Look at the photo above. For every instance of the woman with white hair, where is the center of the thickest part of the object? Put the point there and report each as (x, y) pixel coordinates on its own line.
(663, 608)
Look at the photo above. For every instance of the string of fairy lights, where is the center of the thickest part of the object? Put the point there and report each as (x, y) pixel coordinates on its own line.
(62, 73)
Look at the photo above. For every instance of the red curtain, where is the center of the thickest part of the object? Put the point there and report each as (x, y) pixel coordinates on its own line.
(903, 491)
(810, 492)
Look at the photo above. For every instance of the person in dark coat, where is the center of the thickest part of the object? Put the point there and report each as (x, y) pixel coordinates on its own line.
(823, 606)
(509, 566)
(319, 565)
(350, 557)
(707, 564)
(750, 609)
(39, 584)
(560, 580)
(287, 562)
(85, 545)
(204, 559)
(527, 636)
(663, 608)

- Given problem:
Turn every line of the records above into a single numbered list, skipping any blank lines.

- Answer to the problem:
1. Look at the photo above. For every instance of the woman with white hair, where is the center of the thickest part of the object? Put the point there and report each as (x, y) pixel coordinates on its own line.
2. (663, 608)
3. Look at the photo above. For every instance of the string of fairy lights, where is the center of the thickest part of the object? Put the point there and report each as (x, y) pixel coordinates on its own line.
4. (62, 73)
5. Look at the photo above. For every instance of the red curtain, where is the center of the thickest part of the object? Put the point there and report each as (x, y) pixel coordinates on its own line.
6. (903, 491)
7. (810, 492)
8. Look at the photo above. For every instance of the person in dark coat, where is the center of the thickest part of the object? Put the point there and report each as (x, y) pixel coordinates on its own line.
9. (823, 606)
10. (509, 566)
11. (319, 565)
12. (350, 557)
13. (707, 564)
14. (750, 609)
15. (39, 584)
16. (560, 580)
17. (287, 562)
18. (85, 545)
19. (204, 559)
20. (527, 636)
21. (663, 608)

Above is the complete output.